>> Start Supplied entries

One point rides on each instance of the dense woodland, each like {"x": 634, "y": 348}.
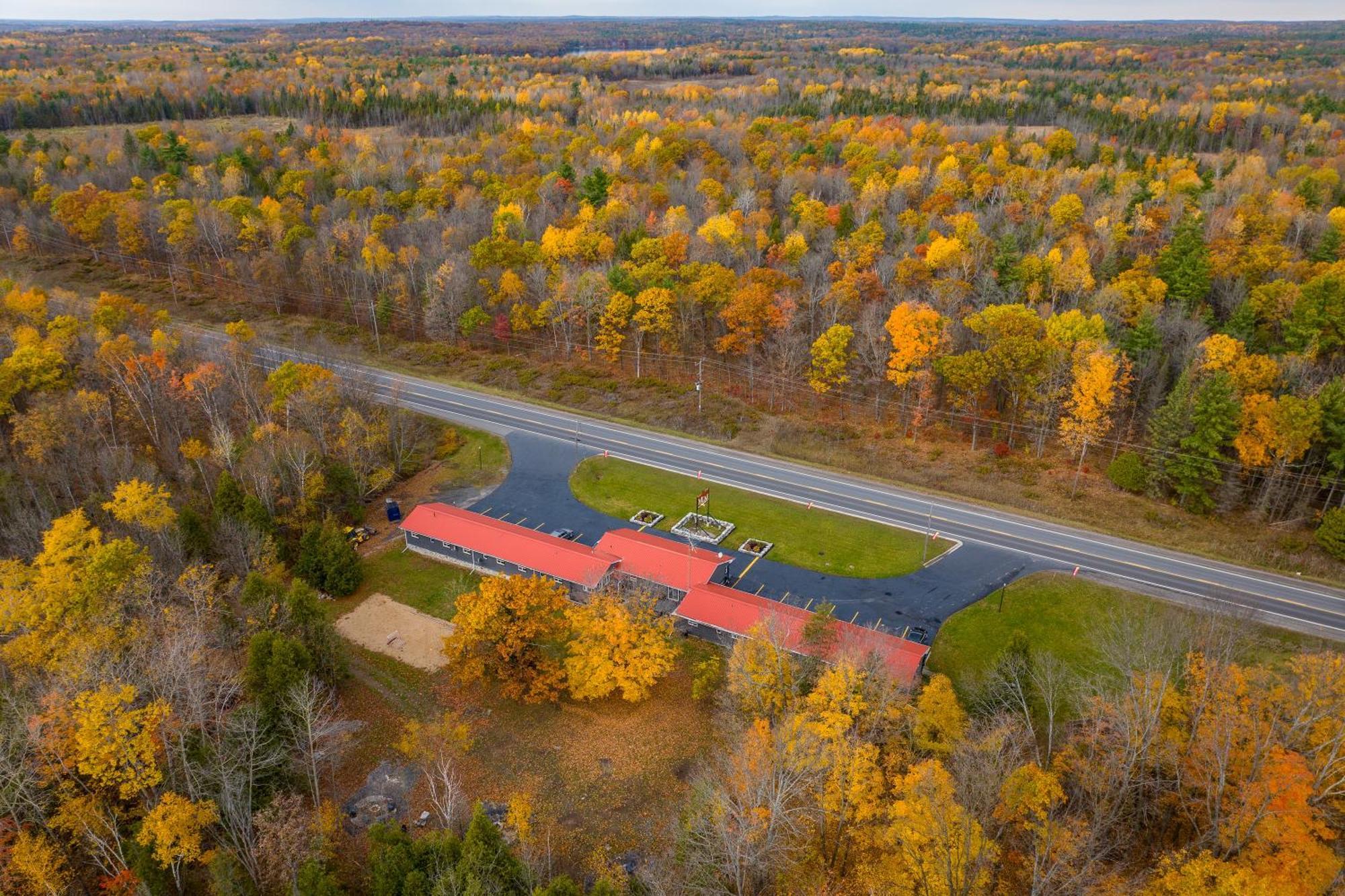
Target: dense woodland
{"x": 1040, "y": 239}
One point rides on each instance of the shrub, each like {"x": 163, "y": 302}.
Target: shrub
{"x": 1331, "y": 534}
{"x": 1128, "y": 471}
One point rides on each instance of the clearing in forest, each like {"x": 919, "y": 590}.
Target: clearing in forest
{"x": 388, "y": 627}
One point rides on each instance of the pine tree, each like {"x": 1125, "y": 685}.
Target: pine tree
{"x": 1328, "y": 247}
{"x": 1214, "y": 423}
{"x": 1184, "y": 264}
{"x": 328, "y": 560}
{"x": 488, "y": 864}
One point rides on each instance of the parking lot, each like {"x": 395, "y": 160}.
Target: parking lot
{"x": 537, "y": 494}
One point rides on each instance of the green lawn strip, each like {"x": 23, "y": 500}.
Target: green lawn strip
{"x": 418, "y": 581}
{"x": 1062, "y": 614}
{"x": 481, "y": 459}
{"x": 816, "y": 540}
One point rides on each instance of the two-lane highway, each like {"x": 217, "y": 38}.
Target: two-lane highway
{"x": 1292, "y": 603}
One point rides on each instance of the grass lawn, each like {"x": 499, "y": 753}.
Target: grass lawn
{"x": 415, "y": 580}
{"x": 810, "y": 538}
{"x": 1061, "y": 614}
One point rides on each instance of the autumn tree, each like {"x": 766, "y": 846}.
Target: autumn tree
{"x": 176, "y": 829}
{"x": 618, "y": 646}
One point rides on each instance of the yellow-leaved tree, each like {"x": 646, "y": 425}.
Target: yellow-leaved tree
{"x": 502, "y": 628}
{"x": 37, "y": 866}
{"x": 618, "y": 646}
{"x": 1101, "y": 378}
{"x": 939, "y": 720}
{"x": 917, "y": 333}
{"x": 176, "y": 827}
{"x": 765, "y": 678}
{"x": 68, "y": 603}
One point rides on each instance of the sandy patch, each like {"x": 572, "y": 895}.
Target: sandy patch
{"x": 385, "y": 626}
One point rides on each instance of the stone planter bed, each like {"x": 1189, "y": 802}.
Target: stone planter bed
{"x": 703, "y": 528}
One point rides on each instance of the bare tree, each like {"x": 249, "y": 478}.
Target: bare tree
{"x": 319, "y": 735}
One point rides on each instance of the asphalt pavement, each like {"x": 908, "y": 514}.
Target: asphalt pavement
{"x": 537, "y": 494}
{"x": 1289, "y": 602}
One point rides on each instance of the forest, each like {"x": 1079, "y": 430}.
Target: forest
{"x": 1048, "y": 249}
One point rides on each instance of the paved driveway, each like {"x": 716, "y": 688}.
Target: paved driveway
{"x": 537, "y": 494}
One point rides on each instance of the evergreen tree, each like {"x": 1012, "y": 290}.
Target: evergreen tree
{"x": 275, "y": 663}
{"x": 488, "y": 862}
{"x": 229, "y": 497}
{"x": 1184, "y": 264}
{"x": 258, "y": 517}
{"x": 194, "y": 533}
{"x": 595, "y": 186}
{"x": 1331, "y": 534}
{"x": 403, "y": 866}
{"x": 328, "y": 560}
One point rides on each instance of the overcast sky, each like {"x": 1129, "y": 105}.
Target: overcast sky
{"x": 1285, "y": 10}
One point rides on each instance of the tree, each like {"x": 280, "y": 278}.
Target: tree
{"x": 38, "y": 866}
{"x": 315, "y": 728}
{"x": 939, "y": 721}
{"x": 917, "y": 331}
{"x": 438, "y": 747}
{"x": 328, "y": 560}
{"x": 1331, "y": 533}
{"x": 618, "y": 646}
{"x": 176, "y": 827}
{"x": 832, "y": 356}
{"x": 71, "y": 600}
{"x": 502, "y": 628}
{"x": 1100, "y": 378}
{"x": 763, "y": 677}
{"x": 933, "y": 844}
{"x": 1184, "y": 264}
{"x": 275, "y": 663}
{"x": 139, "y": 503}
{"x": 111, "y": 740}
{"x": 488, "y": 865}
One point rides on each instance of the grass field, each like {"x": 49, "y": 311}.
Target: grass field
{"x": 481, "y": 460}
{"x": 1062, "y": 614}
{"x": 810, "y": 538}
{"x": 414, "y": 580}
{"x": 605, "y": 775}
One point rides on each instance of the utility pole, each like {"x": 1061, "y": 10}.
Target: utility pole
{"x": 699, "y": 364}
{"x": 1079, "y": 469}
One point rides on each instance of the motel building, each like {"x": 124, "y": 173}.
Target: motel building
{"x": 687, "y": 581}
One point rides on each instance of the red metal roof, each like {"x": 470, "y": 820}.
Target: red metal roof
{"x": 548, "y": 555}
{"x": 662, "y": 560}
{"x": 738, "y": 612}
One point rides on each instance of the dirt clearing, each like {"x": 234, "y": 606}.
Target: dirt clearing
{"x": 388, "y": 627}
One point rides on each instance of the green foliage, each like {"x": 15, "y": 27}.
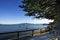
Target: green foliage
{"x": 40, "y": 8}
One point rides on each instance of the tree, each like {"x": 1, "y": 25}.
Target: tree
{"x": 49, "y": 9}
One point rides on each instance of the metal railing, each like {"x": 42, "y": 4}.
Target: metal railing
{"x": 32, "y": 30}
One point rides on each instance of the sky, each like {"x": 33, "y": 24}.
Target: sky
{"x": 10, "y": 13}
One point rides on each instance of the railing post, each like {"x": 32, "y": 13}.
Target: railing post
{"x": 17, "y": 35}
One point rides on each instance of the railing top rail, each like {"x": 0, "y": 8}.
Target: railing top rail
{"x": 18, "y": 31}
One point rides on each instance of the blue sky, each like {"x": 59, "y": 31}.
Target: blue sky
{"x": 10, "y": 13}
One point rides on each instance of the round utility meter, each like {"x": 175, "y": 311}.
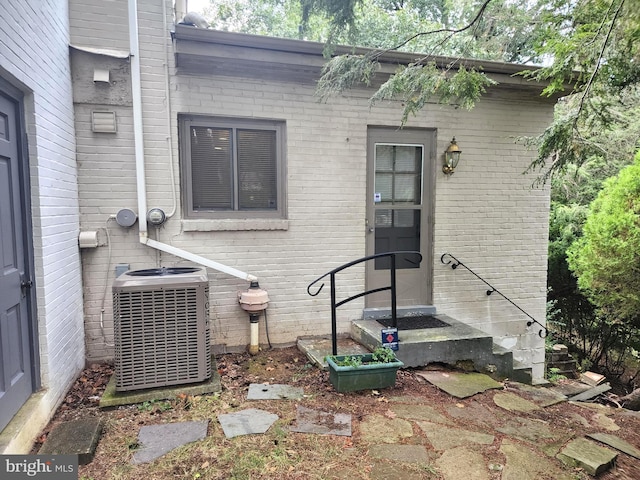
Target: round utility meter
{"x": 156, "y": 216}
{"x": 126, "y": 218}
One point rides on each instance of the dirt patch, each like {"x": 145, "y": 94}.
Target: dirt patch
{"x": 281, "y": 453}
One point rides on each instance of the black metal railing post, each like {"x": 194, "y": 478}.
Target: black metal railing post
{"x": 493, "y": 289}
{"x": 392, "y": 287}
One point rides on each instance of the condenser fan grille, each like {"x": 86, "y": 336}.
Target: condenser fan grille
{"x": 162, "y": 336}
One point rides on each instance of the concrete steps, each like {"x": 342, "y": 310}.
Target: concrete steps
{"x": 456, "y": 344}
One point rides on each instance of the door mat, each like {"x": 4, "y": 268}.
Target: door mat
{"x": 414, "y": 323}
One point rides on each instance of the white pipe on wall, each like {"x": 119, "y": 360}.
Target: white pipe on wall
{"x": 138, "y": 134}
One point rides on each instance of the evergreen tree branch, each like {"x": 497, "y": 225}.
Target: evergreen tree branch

>> End Supplied entries

> Work to complete: Copy out all of the material above with every "rides on" swapped for "marks" and nothing else altered. Don't include the pictures.

> Final answer:
One point marks each instance of the dense woodland, each like {"x": 634, "y": 348}.
Target: dense woodland
{"x": 1040, "y": 239}
One point marks each instance of the shrub, each like {"x": 163, "y": 302}.
Target: shrub
{"x": 1331, "y": 534}
{"x": 1128, "y": 471}
One point marks each instance of the clearing in forest, each like {"x": 919, "y": 590}.
Target: clearing in forest
{"x": 388, "y": 627}
One point marks each instance of the pine tree, each like {"x": 1125, "y": 685}.
Target: pine tree
{"x": 1328, "y": 247}
{"x": 1214, "y": 423}
{"x": 1184, "y": 264}
{"x": 328, "y": 560}
{"x": 488, "y": 864}
One point marks each instance of the parking lot, each like {"x": 395, "y": 160}.
Target: parking lot
{"x": 537, "y": 494}
One point marks each instance of the green lawn strip, each like {"x": 23, "y": 500}.
Target: green lawn strip
{"x": 418, "y": 581}
{"x": 1062, "y": 614}
{"x": 481, "y": 459}
{"x": 816, "y": 540}
One point marks each instance of the two-lane highway, each like {"x": 217, "y": 38}.
Target: two-lane highway
{"x": 1292, "y": 603}
One point marks each instance of the grass lawn, each like {"x": 499, "y": 753}.
Target: grass lawn
{"x": 415, "y": 580}
{"x": 810, "y": 538}
{"x": 1061, "y": 614}
One point marks each instance of the autumn tree, each like {"x": 766, "y": 846}.
Target: autumn tree
{"x": 176, "y": 829}
{"x": 618, "y": 646}
One point marks each instance of the yellow-leaved tree, each like {"x": 646, "y": 425}.
Target: yellow-leaved tree
{"x": 502, "y": 628}
{"x": 37, "y": 866}
{"x": 618, "y": 646}
{"x": 1101, "y": 378}
{"x": 939, "y": 720}
{"x": 917, "y": 333}
{"x": 176, "y": 827}
{"x": 765, "y": 678}
{"x": 68, "y": 603}
One point marks each instance of the sandy patch, each like {"x": 572, "y": 895}.
Target: sandy patch
{"x": 385, "y": 626}
One point marks each instance of the stone planter bed, each like {"x": 1189, "y": 802}.
Target: stone planter bed
{"x": 703, "y": 528}
One point marks each instance of the bare tree, each like {"x": 249, "y": 478}.
Target: bare tree
{"x": 319, "y": 735}
One point marks each instance of the asphalt pavement, each like {"x": 908, "y": 514}.
Target: asphalt pavement
{"x": 537, "y": 494}
{"x": 1289, "y": 602}
One point marks each instance of the forest, each like {"x": 1079, "y": 430}.
Target: forest
{"x": 1048, "y": 249}
One point marks each instance of the paved driveway, each like {"x": 716, "y": 688}.
Target: paved driveway
{"x": 537, "y": 494}
One point marks each instance of the evergreen tree, each like {"x": 1012, "y": 290}.
Target: evergreen tree
{"x": 275, "y": 663}
{"x": 488, "y": 862}
{"x": 229, "y": 497}
{"x": 1184, "y": 264}
{"x": 258, "y": 517}
{"x": 194, "y": 533}
{"x": 595, "y": 186}
{"x": 1331, "y": 534}
{"x": 403, "y": 866}
{"x": 328, "y": 560}
One point marks each instance of the overcast sky, each like {"x": 1129, "y": 105}.
Target: overcast sky
{"x": 1285, "y": 10}
One point marks each instance of the tree, each like {"x": 280, "y": 278}.
Target: tree
{"x": 38, "y": 866}
{"x": 315, "y": 728}
{"x": 939, "y": 721}
{"x": 917, "y": 331}
{"x": 438, "y": 747}
{"x": 328, "y": 560}
{"x": 1331, "y": 533}
{"x": 618, "y": 646}
{"x": 176, "y": 827}
{"x": 832, "y": 356}
{"x": 71, "y": 600}
{"x": 502, "y": 628}
{"x": 1100, "y": 378}
{"x": 763, "y": 677}
{"x": 933, "y": 844}
{"x": 1184, "y": 264}
{"x": 275, "y": 663}
{"x": 139, "y": 503}
{"x": 111, "y": 740}
{"x": 488, "y": 865}
One point marks each instance of the grass field, each like {"x": 49, "y": 311}.
Target: grass field
{"x": 481, "y": 460}
{"x": 1062, "y": 614}
{"x": 810, "y": 538}
{"x": 414, "y": 580}
{"x": 605, "y": 775}
One point marks each instance of the utility pole, each like {"x": 1061, "y": 10}.
Target: utility pole
{"x": 699, "y": 364}
{"x": 1079, "y": 469}
One point marks each instance of the motel building, each like {"x": 124, "y": 173}.
Target: motel building
{"x": 687, "y": 581}
One point marks each instance of the red metal roof, each like {"x": 470, "y": 820}.
Target: red metal roof
{"x": 548, "y": 555}
{"x": 662, "y": 560}
{"x": 738, "y": 612}
One point marks each instance of the dirt clearing, each like {"x": 234, "y": 606}.
Target: dirt clearing
{"x": 388, "y": 627}
One point marks each instance of the green foliage, each like {"x": 15, "y": 27}.
Target: green foliage
{"x": 40, "y": 8}
One point marks each instance of the tree, each like {"x": 1, "y": 25}.
Target: tree
{"x": 49, "y": 9}
One point marks each instance of the metal railing, each like {"x": 42, "y": 4}.
Target: metal railing
{"x": 32, "y": 30}
One point marks each instance of the sky, each like {"x": 33, "y": 24}.
Target: sky
{"x": 10, "y": 13}
One point marks each instance of the railing post, each like {"x": 32, "y": 13}.
Target: railing post
{"x": 17, "y": 35}
One point marks each instance of the railing top rail, each like {"x": 0, "y": 8}.
Target: railing top rail
{"x": 18, "y": 31}
One point marks each instance of the blue sky, each like {"x": 59, "y": 31}.
Target: blue sky
{"x": 10, "y": 13}
One point marks each instance of the round utility meter, each like {"x": 175, "y": 311}.
Target: round utility meter
{"x": 156, "y": 216}
{"x": 126, "y": 218}
One point marks each instance of the dirt patch, each like {"x": 145, "y": 94}.
Target: dirt patch
{"x": 281, "y": 453}
One point marks each instance of the black metal railing post, each like {"x": 194, "y": 478}.
Target: black metal railing post
{"x": 493, "y": 289}
{"x": 392, "y": 287}
One point marks each instance of the condenser fan grille, each like {"x": 86, "y": 336}.
Target: condenser fan grille
{"x": 162, "y": 336}
One point marks each instance of the concrete steps, each like {"x": 342, "y": 310}.
Target: concrete steps
{"x": 456, "y": 344}
One point marks each instance of the door mat, each like {"x": 4, "y": 268}.
Target: door mat
{"x": 414, "y": 323}
One point marks each instance of the white pipe on wall, each like {"x": 119, "y": 360}.
Target: white pipe on wall
{"x": 138, "y": 134}
One point marks each instance of the evergreen tree branch, each like {"x": 497, "y": 225}.
Target: evergreen tree branch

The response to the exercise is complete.